--- The input Enclosed Below ---

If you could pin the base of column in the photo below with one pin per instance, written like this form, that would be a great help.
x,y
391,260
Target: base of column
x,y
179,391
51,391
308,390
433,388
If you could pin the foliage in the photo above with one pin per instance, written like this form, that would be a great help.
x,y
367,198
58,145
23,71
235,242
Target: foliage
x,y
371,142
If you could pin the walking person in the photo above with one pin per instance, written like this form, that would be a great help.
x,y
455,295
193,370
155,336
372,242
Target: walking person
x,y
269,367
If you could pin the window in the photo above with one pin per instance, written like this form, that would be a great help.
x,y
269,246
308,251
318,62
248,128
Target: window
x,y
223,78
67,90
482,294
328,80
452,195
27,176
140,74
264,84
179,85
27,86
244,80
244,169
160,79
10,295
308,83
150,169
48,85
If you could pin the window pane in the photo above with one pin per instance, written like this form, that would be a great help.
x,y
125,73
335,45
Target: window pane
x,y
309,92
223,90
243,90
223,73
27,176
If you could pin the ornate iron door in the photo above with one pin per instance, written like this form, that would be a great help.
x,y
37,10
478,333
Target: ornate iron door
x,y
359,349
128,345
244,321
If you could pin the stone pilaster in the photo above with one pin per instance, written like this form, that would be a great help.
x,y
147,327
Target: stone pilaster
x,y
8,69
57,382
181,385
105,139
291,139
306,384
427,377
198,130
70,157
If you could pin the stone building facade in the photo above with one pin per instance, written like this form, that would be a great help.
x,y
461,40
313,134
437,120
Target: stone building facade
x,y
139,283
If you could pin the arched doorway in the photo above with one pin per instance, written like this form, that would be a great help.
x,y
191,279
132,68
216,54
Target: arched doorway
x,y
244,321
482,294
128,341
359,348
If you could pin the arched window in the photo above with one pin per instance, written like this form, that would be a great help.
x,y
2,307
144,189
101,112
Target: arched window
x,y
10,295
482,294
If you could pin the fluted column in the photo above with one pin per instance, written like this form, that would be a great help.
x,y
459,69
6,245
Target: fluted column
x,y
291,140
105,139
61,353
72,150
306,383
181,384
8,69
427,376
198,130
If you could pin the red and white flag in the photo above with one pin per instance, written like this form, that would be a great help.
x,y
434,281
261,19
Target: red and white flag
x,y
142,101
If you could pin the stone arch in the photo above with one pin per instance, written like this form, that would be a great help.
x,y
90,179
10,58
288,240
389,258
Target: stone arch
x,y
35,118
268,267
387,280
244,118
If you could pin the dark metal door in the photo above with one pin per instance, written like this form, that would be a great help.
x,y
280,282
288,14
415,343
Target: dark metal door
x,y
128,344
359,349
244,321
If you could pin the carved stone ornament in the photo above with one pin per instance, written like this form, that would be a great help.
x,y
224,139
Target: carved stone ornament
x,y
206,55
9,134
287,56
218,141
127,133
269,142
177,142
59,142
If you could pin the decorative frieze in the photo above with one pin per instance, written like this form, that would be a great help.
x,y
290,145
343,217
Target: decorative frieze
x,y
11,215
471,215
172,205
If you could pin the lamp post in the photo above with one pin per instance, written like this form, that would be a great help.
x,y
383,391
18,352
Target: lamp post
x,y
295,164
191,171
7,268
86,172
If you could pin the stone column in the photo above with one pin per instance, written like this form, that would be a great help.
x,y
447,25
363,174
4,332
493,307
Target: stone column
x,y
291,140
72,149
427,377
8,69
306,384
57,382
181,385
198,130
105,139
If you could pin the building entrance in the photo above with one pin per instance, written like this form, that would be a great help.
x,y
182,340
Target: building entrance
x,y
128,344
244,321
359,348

--- End of Enclosed The input ---

Everything from the line with "If you could pin the building" to the last line of the entries is to be written out exactly; omit all earlier lines.

If you could pin the building entrance in the photo above with one pin per instance, written like this form, that would be a great help.
x,y
182,340
Target: building entrance
x,y
128,344
244,321
359,348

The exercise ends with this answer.